**Material for this exercise:**
BEGIN

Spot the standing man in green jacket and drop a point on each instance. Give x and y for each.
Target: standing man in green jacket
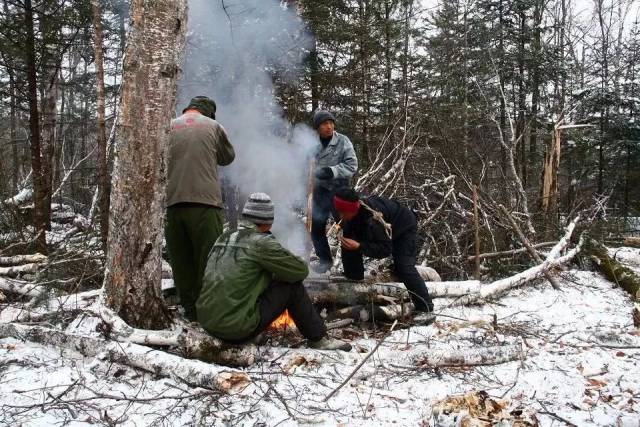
(198, 144)
(251, 279)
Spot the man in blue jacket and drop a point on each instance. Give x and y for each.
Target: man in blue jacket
(335, 165)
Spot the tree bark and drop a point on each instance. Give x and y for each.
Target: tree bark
(157, 362)
(39, 214)
(133, 267)
(101, 136)
(612, 269)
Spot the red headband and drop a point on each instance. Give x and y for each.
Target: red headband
(345, 206)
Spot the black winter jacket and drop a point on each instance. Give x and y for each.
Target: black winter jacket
(371, 235)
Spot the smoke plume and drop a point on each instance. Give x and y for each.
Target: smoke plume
(233, 47)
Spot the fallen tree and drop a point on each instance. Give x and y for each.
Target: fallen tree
(339, 290)
(19, 287)
(622, 276)
(193, 372)
(553, 260)
(190, 342)
(21, 259)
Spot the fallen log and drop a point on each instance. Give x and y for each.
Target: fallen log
(501, 254)
(191, 343)
(193, 372)
(17, 270)
(21, 259)
(634, 242)
(19, 287)
(622, 276)
(25, 195)
(338, 290)
(372, 312)
(491, 290)
(527, 245)
(483, 356)
(418, 358)
(70, 304)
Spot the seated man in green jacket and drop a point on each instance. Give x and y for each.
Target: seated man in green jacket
(250, 279)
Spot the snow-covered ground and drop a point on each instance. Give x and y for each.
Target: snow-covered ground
(581, 366)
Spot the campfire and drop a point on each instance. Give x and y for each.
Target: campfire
(283, 322)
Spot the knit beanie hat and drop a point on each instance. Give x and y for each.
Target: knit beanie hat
(322, 116)
(258, 209)
(203, 104)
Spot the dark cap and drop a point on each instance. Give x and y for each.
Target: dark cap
(322, 116)
(204, 104)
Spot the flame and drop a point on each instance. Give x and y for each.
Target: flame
(283, 321)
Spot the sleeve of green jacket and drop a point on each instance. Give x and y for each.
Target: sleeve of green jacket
(276, 259)
(224, 151)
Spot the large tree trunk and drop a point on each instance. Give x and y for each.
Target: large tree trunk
(39, 211)
(101, 137)
(133, 270)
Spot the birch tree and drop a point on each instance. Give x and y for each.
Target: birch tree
(133, 266)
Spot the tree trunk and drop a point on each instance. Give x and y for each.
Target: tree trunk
(157, 362)
(612, 269)
(101, 137)
(133, 267)
(49, 116)
(39, 212)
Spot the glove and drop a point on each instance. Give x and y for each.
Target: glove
(324, 173)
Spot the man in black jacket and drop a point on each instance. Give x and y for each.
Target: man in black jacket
(378, 227)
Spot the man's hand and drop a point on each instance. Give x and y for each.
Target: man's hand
(324, 173)
(349, 244)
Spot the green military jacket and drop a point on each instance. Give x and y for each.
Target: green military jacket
(197, 146)
(241, 265)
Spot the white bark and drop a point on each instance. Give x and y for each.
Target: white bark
(17, 270)
(192, 343)
(25, 195)
(61, 304)
(19, 287)
(22, 259)
(194, 372)
(553, 260)
(477, 356)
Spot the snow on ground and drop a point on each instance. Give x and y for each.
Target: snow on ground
(581, 366)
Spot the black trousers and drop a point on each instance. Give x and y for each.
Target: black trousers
(322, 209)
(281, 296)
(404, 266)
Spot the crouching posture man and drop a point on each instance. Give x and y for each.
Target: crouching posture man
(377, 227)
(250, 279)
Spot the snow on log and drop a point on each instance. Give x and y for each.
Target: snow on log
(21, 259)
(420, 357)
(477, 356)
(193, 372)
(338, 290)
(617, 273)
(193, 344)
(57, 305)
(25, 195)
(631, 241)
(553, 259)
(19, 287)
(17, 270)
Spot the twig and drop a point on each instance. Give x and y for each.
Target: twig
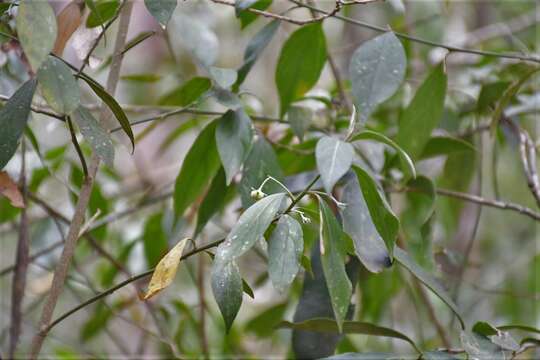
(78, 218)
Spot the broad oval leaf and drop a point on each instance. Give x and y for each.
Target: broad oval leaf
(234, 138)
(13, 118)
(427, 279)
(285, 248)
(383, 217)
(161, 10)
(294, 75)
(334, 159)
(250, 228)
(377, 69)
(36, 28)
(199, 167)
(58, 86)
(333, 263)
(95, 135)
(423, 114)
(357, 223)
(166, 269)
(227, 289)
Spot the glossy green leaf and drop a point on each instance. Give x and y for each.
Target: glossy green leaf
(58, 85)
(294, 75)
(349, 327)
(161, 10)
(406, 162)
(427, 279)
(300, 119)
(234, 138)
(423, 114)
(383, 217)
(227, 289)
(98, 138)
(285, 248)
(255, 47)
(250, 227)
(112, 104)
(13, 118)
(199, 167)
(186, 93)
(104, 11)
(333, 263)
(368, 244)
(334, 159)
(377, 70)
(36, 28)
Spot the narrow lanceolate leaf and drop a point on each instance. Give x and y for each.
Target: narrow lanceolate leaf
(161, 10)
(427, 279)
(234, 138)
(112, 104)
(334, 159)
(13, 117)
(423, 114)
(95, 135)
(349, 327)
(294, 75)
(377, 69)
(58, 86)
(250, 227)
(285, 248)
(406, 162)
(166, 270)
(227, 289)
(255, 47)
(36, 27)
(333, 263)
(369, 246)
(383, 217)
(199, 167)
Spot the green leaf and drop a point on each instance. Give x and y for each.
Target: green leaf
(333, 263)
(300, 119)
(247, 17)
(294, 75)
(445, 145)
(383, 217)
(227, 289)
(13, 118)
(104, 11)
(234, 138)
(427, 279)
(161, 10)
(377, 70)
(406, 162)
(369, 246)
(112, 104)
(95, 135)
(349, 327)
(423, 113)
(36, 29)
(199, 167)
(285, 248)
(250, 227)
(255, 48)
(58, 86)
(186, 93)
(334, 159)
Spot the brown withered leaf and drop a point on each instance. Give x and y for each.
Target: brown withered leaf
(9, 189)
(69, 19)
(166, 270)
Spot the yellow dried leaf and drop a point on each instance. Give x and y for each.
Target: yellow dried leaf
(9, 189)
(165, 270)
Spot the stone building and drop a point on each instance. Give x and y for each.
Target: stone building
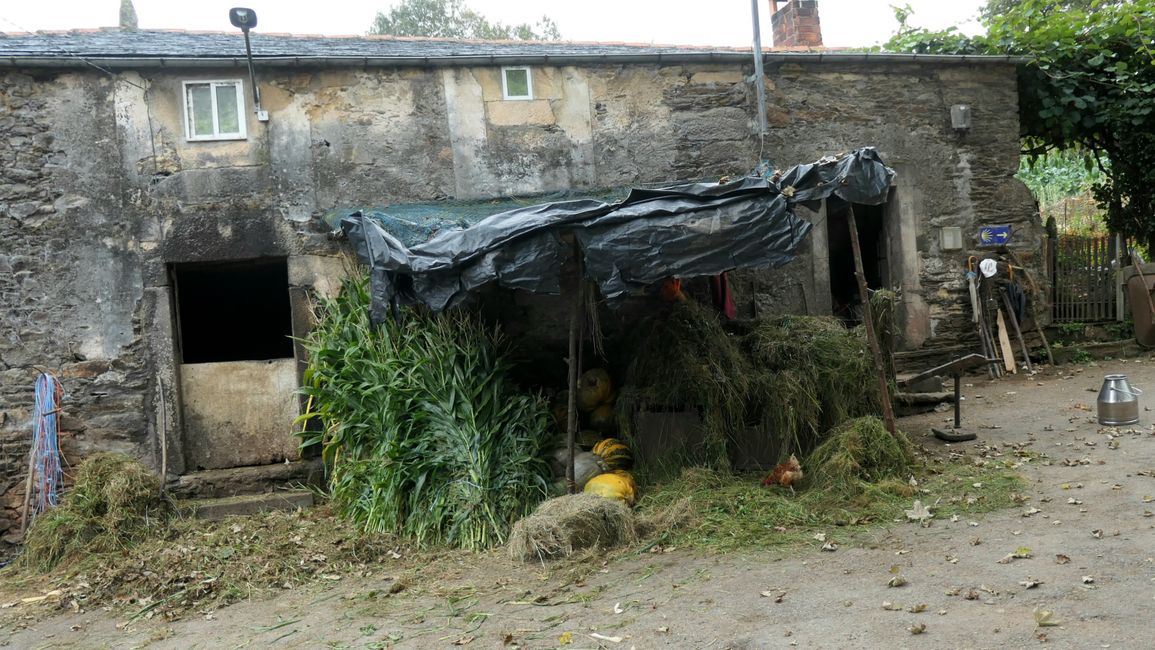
(161, 233)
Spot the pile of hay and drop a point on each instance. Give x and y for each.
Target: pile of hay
(684, 358)
(813, 374)
(567, 524)
(114, 502)
(861, 455)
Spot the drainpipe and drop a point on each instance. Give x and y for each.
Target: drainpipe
(759, 73)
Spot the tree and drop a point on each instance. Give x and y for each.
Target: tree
(1087, 84)
(452, 19)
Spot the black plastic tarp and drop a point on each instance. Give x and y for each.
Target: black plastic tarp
(678, 231)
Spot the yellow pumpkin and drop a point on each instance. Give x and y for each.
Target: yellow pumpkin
(617, 484)
(594, 389)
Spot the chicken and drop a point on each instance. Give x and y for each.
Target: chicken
(787, 473)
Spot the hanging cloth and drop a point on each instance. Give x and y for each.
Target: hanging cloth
(723, 300)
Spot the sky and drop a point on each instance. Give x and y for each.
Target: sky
(849, 23)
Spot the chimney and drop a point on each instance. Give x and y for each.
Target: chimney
(795, 23)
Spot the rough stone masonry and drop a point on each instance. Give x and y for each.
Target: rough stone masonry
(101, 193)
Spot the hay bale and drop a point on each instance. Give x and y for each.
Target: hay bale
(564, 525)
(114, 502)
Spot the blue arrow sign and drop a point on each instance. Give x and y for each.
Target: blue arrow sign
(993, 234)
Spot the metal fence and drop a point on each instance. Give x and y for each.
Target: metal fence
(1082, 278)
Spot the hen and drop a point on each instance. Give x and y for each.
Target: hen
(787, 473)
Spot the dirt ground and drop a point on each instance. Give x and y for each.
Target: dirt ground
(1085, 523)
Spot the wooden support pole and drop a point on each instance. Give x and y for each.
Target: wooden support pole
(884, 390)
(576, 319)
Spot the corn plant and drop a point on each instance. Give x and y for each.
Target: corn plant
(420, 428)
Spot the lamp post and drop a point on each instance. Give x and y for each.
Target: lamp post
(246, 20)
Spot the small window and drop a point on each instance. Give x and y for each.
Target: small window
(516, 83)
(215, 110)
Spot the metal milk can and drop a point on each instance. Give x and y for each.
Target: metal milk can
(1118, 402)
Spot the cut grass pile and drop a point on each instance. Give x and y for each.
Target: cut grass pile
(861, 478)
(194, 565)
(792, 376)
(567, 524)
(113, 503)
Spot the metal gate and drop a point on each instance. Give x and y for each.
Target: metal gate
(1082, 278)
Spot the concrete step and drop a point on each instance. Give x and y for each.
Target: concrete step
(215, 509)
(232, 482)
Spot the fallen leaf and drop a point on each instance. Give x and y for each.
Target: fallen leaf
(918, 513)
(1045, 618)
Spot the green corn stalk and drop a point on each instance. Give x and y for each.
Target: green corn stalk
(422, 431)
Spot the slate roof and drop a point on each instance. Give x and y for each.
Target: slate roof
(147, 44)
(173, 47)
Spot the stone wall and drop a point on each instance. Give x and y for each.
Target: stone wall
(944, 178)
(99, 192)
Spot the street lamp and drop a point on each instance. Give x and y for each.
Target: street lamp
(245, 20)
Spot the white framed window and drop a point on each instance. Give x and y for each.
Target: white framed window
(215, 110)
(516, 83)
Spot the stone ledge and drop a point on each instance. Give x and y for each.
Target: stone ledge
(215, 509)
(232, 482)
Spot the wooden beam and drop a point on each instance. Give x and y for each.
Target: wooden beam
(884, 390)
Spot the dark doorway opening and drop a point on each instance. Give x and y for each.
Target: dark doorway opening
(233, 311)
(843, 283)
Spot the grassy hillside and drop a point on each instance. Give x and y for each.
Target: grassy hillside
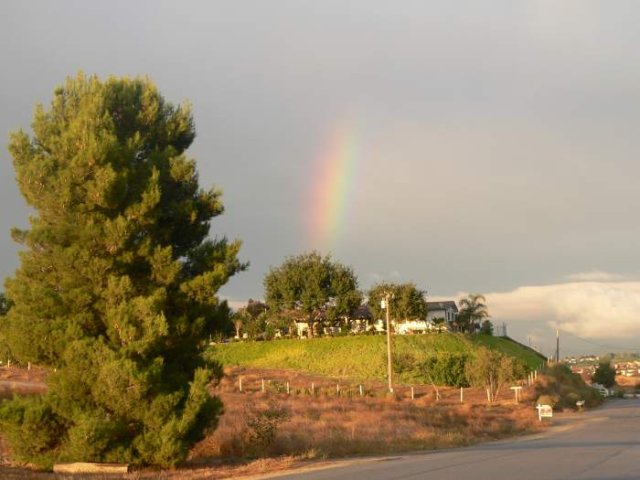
(361, 357)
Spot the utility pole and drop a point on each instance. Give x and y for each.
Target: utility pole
(386, 305)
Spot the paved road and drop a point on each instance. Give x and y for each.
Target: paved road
(602, 444)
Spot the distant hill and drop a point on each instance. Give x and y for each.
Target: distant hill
(363, 357)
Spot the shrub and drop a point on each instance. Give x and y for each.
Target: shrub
(446, 369)
(566, 388)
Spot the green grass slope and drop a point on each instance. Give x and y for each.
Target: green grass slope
(361, 357)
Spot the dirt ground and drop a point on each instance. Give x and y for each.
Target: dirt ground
(322, 418)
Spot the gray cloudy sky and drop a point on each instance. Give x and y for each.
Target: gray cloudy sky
(496, 140)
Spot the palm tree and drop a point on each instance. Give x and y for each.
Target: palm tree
(472, 311)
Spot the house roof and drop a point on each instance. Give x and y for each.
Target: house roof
(446, 305)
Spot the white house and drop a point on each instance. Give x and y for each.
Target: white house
(446, 309)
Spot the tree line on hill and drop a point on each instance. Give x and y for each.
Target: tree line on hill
(323, 294)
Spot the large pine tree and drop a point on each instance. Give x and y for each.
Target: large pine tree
(118, 278)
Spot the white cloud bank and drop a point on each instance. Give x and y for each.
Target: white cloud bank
(588, 309)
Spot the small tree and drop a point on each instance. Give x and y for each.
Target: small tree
(472, 311)
(487, 327)
(315, 286)
(118, 279)
(492, 370)
(605, 375)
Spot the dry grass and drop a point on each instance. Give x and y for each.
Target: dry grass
(265, 432)
(325, 425)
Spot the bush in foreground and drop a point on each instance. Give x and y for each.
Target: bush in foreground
(562, 388)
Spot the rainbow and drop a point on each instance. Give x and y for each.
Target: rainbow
(333, 179)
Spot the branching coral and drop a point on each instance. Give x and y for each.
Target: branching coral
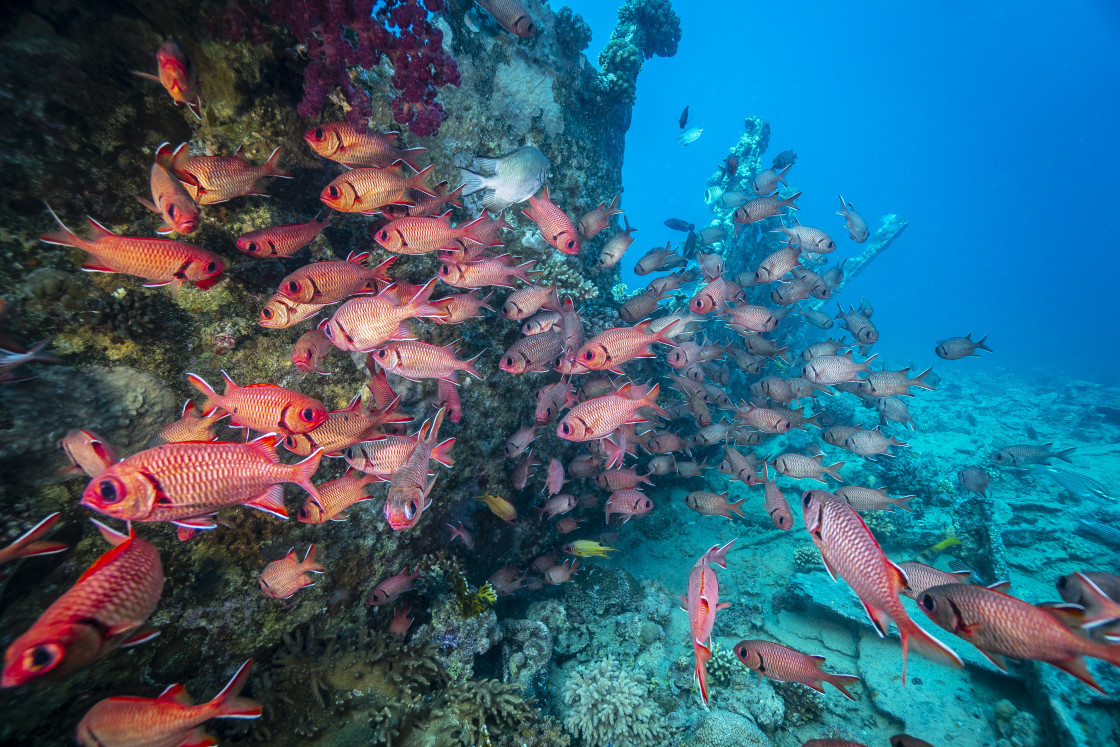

END

**Task:**
Going back to the data above, write out everything from the line with "Target: crouching posture man" down to the line with "Spot the green leaf", both included, leaving every picture out.

**Answer to the exercise:**
Target: crouching posture man
(377, 227)
(250, 279)
Spot the snow on log and drop a point on each instance. Give x and y for each.
Target: snow on log
(21, 259)
(420, 357)
(477, 356)
(193, 372)
(338, 290)
(617, 273)
(193, 344)
(57, 305)
(25, 195)
(631, 241)
(553, 259)
(19, 287)
(17, 270)
Spot the twig and drop a point on each instance. Give x and y for each.
Target: twig
(78, 218)
Spot the broad oval leaf and drop a point on each instance. Give x and y for each.
Target: broad oval leaf
(234, 138)
(13, 118)
(427, 279)
(285, 248)
(383, 217)
(161, 10)
(294, 75)
(334, 159)
(250, 228)
(377, 69)
(36, 28)
(199, 167)
(58, 86)
(333, 263)
(95, 135)
(423, 114)
(357, 223)
(166, 269)
(227, 289)
Spot the glossy green leaf and drop a point on each instance. Give x and y for each.
Target: glossy green leaf
(58, 85)
(294, 75)
(349, 327)
(161, 10)
(406, 162)
(427, 279)
(300, 119)
(234, 138)
(423, 114)
(383, 217)
(227, 289)
(98, 138)
(285, 248)
(255, 47)
(250, 227)
(112, 104)
(13, 118)
(199, 167)
(186, 93)
(104, 11)
(333, 263)
(368, 244)
(334, 159)
(377, 70)
(36, 28)
Spot the narrow lanceolate leaf and drop a point on each instance. Give x and y for each.
Target: narrow lanceolate leaf
(161, 10)
(427, 279)
(234, 138)
(112, 104)
(334, 159)
(13, 117)
(423, 114)
(95, 135)
(349, 327)
(294, 75)
(377, 69)
(58, 86)
(250, 227)
(285, 248)
(406, 162)
(166, 270)
(227, 289)
(255, 47)
(36, 27)
(333, 263)
(369, 246)
(383, 217)
(199, 167)
Spot the green leaf and drop a point on each instance. Give x and y for each.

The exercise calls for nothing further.